**Task data**

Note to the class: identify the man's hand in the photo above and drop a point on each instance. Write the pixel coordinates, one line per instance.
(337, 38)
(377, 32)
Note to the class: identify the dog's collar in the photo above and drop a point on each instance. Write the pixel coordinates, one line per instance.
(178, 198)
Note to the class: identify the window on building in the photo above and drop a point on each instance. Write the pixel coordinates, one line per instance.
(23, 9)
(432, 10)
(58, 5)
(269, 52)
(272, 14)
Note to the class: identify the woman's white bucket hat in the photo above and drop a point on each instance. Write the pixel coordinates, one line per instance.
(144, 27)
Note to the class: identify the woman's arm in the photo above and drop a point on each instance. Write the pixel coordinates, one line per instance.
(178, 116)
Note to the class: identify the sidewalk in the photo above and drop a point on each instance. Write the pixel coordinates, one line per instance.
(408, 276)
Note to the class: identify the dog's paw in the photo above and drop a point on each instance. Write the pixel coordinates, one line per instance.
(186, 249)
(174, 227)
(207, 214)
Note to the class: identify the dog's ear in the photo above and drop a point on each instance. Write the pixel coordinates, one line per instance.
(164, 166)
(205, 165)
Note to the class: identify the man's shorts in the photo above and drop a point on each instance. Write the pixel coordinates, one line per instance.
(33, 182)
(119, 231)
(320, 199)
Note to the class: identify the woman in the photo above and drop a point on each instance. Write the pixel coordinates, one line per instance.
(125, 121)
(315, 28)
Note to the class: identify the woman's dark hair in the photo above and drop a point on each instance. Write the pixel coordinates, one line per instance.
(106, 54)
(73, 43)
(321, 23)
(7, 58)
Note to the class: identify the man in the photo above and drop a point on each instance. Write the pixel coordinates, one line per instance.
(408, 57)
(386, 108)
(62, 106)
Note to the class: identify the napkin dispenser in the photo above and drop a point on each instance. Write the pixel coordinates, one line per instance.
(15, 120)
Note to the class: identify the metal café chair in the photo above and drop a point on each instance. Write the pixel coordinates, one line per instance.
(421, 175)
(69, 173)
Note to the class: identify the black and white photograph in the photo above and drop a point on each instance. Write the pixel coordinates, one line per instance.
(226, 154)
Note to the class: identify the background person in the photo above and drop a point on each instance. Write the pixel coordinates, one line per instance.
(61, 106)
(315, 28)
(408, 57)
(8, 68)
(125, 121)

**Assigned task**
Repeat every record above. Each one must match exactly.

**Output below**
Note to the class: identify the man's hand in the photo above and drop a point on each instance. Write the pixel coordinates, one line per instance.
(337, 38)
(377, 32)
Note to the class: identify the dog's collar in the photo above and drop a point on each instance. Write the pixel coordinates, one line per instance.
(178, 198)
Note to the class: identify the window on building in the photo above and drop a point on each instance. Write the pixel coordinates, one line per instance.
(23, 9)
(432, 10)
(58, 5)
(269, 52)
(272, 14)
Note to the class: identify the woman's white bucket hat in the photo above and drop a point on each instance. Write the pixel coordinates, one line per instance.
(144, 27)
Note to the class: identify the woman's arm in the photo above and drop a point on each instance. Write the pixel coordinates, one line per instance.
(178, 116)
Note to the class: identify the sidewalk in the photo above and drop a point on each instance. Write the pixel coordinates, one line per instance.
(408, 276)
Note to the class: identify the dog's paw in the photo above and drop a point on each instance. Write the pixel coordinates, one line per instance.
(186, 249)
(174, 227)
(207, 214)
Note to the class: identify the dog's ear in the photo above and drop a point on each instance. Write the pixel coordinates, one line per instance.
(164, 166)
(205, 165)
Note to the class: identify the man's shorts in the photo above and drop a point on each instance. Write the pixel coordinates, one line per instance.
(33, 182)
(119, 231)
(320, 199)
Note to the class: identify the woman in the photo above and drop a point on each instance. Write the pixel coordinates, one line per instance.
(125, 121)
(315, 28)
Note to the class: identify the woman's dark hair in the photo above and drop a point on each instance. Write the pixel coordinates, one line per instance.
(106, 54)
(73, 43)
(321, 23)
(7, 58)
Note to the class: identify the man in the photo above and drop a point on each instance. Write the pixel coordinates, one line per instance.
(408, 57)
(386, 108)
(62, 106)
Note to the class: identify the napkin dispenser in the photo above and drop a point on each instance. Write the pixel coordinates, one line per instance.
(15, 120)
Note to the class: identify the metal café chair in the photo above and drop a point on each instance. Write the pixel coordinates, one line per instance.
(421, 175)
(69, 173)
Note to the class: identify the black and white photograph in the photo above and drop a point on each instance. Write the pixel coordinates, one line per instance.
(226, 154)
Note to the class: identify the background person in the photo above and drop a point on each instance. Write the pixel coordinates, one line per instance.
(61, 106)
(315, 28)
(408, 57)
(8, 68)
(125, 121)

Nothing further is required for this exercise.